▶ [BRANO RIPORTATO]:
((

ISSN 2385-1376
Testo massima
Dalla mancata dimostrazione, da parte del soggetto intermediario, dell’adempimento dei propri obblighi informativi, non può derivare l’automatico riconoscimento di una sua responsabilità a titolo risarcitorio, gravando come è noto sull’investitore l’onere di provare, sia pure facendo eventualmente ricorso a criteri presuntivi, il rapporto di causalità tra la violazione e il pregiudizio patrimoniale subito, consistente in particolare nella circostanza secondo la quale, qualora correttamente informata delle caratteristiche delle obbligazioni acquistate, si sarebbe astenuta dall’acquisto medesimo, allocando altrove i propri risparmi.
Il portafoglio del cliente con consistenti elementi di rischio fa presumere che, anche in caso di incompleta informazione da parte della banca, l’ordine di acquisto sarebbe coerente con i propri obiettivi di investimento ed il dichiarato profilo di rischio.
Questi i principi ribaditi dalla Corte di Appello di Roma Pres. Rel. Cofano con la sentenza del 30 aprile 2015, n. 2693, in materia di responsabilità dell’istituto di credito a seguito di violazione degli obblighi di informazione da parte dell’intermediario finanziario.
La questione esaminata dal collegio ha riguardato la presunta violazione degli obblighi di informativa, gravanti sull’intermediario finanziario, di cui agli artt. 26, 28 e 29 del Regolamento Consob del 1° luglio 1998, n. 11522 in danno dell’investitore appellante, il quale avrebbe sopportato ingenti perdite per un totale complessivo di euro 300.000,00.
Con le norme de quibus – collocate all’interno della Parte II sulla “Disciplina della prestazione dei servizi di investimento e accessori e del servizio di gestione collettiva del risparmio” – ci si è preoccupati di stabilire in che modo l’intermediario finanziario debba comportarsi nello svolgimento del proprio incarico, obbligando quest’ultimo ad assumere tutte le notizie necessarie sull’esperienza del cliente in materia di investimento, ad informarlo dei rischi connessi alle attività da compiere, nonché ad astenersi dall’effettuare operazioni non adeguate, salvo autorizzazione scritta o telefonica dell’investitore stesso.

))

▶ [DATI REGISTRATI]:

((

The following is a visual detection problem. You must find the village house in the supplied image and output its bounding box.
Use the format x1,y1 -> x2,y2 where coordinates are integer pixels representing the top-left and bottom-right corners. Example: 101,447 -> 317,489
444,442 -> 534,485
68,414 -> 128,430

))

▶ [OBIETTIVO DEL COMPITO]:
Prosegui il testo sulla sentenza della Corte di Appello di Roma, riprendendo subito dopo l'ultima frase riportata. Il materiale è separato dal testo sulla sentenza della Corte di Appello di Roma.

▶ [LA RISPOSTA]:
Nel caso di specie, l’appellante si doleva delle perdite subite, con riferimento ai contratti di gestione patrimoniale e negoziazione stipulati con la banca appellata, ricollegandole causalmente alla mancanza di adeguate informazioni da parte dell’intermediario in ordine all’acquisto di titoli statunitensi, argentini e turchi, tenuto conto dell’esclusivo intento del cliente di conservazione del proprio patrimonio e dell’assenza di alcuna autorizzazione all’esercizio di investimenti ad alto rischio.
I. La Corte di Appello di Roma, esaminate le difese delle parti in causa, ha rigettato preliminarmente le eccezioni formulate dall’istituto di credito in ordine all’inammissibilità dell’atto introduttivo per violazione dell’art. 342 c.p.c., nonché del divieto di nova nel grado di appello.
II. Nel merito, il collegio ha rigettato il gravame proposto dall’appellante investitore sulla base delle seguenti motivazioni.
a. In ordine al rapporto di negoziazione, a parere del giudice adito, non sussisterebbero gli obblighi di forma scritta degli acquisti e di persistente informativa anche dopo la conclusione delle operazioni richieste dal cliente.
Quanto al primo, la forma scritta prevista dall’art. 60 del Regolamento Consob già richiamato, non riguarderebbe la validità degli ordini di acquisto, ma avrebbe solo funzione probatoria degli ordini ricevuti dall’investitore.
Quanto al secondo, esso non può intendersi in termini di “persistente monitoraggio” da parte della banca delle operazioni concluse su richiesta dell’investitore, ma piuttosto va interpretato nel senso che l’intermediario sia tenuto a rispettare il principio di buona fede nel corso dell’intero rapporto, fornendo al cliente gli adeguati chiarimenti ove richiesti.
Sul punto, a parere della Corte, l’appellante non avrebbe fornito alcuna congrua dimostrazione circa la genericità dei chiarimenti forniti dall’intermediario a seguito della richiesta del cliente.
b. In ordine alla inadeguatezza delle operazioni di acquisto dei titoli statunitensi e turchi rispetto agli obiettivi di conservazione del patrimonio del cliente, il giudice adito ha rilevato che, stante il contratto di gestione sottoscritto nel quale risultava specificato che “la gestione [era] finalizzata al conseguimento di un adeguato ritorno finanziario, sfruttando le opportunità dei mercati obbligazionari” e l’elevata somma di danaro messa a disposizione dell’istituto, il modus operandi dell’intermediario finanziario possa considerarsi perfettamente in linea con il profilo di investitore ad alto rischio corrispondente a quello dell’appellante.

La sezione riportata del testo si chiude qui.